-- INFORMATION SHOWN --
::::
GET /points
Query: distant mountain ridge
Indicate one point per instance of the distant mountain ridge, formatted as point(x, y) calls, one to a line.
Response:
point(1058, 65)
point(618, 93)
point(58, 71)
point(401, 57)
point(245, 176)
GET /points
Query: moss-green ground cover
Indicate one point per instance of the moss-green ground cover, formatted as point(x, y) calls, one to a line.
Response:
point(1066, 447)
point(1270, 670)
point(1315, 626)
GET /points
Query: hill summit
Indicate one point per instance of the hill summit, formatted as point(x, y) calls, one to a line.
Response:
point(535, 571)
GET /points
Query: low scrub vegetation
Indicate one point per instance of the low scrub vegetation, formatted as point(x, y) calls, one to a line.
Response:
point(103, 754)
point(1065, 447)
::::
-- DIRECTION --
Convert the records above into a two-column CSV with the header row instruction,output. Give one row per record, with the record's text under instruction and its answer under output, each in a single quoted field with line breaks replaced by spaces.

-- RESPONSE TO THE TASK --
instruction,output
"GET /points Query: distant mountain ridge Indicate one point per instance of the distant mountain ridge, formatted as point(x, y) calls, one to a line. Response:","point(1058, 65) point(618, 93) point(58, 71) point(401, 57) point(245, 176)"
"GET /points Query: moss-green ground cover Indicate one point per instance of the moss-green ground cover, formatted as point(x, y) calls, one to a line. Response:","point(1066, 447) point(1270, 670) point(1315, 626)"
"GET /points Query: hill summit Indicate one point per instance of the hill summit, formatted as point(x, y) calls, one to a line. Response:","point(535, 571)"
"GET /points Query: low scrub vegetation Indicate one point per instance of the low scrub vegetation, formatted as point(x, y) calls, one to a line. Response:","point(103, 754) point(1065, 447)"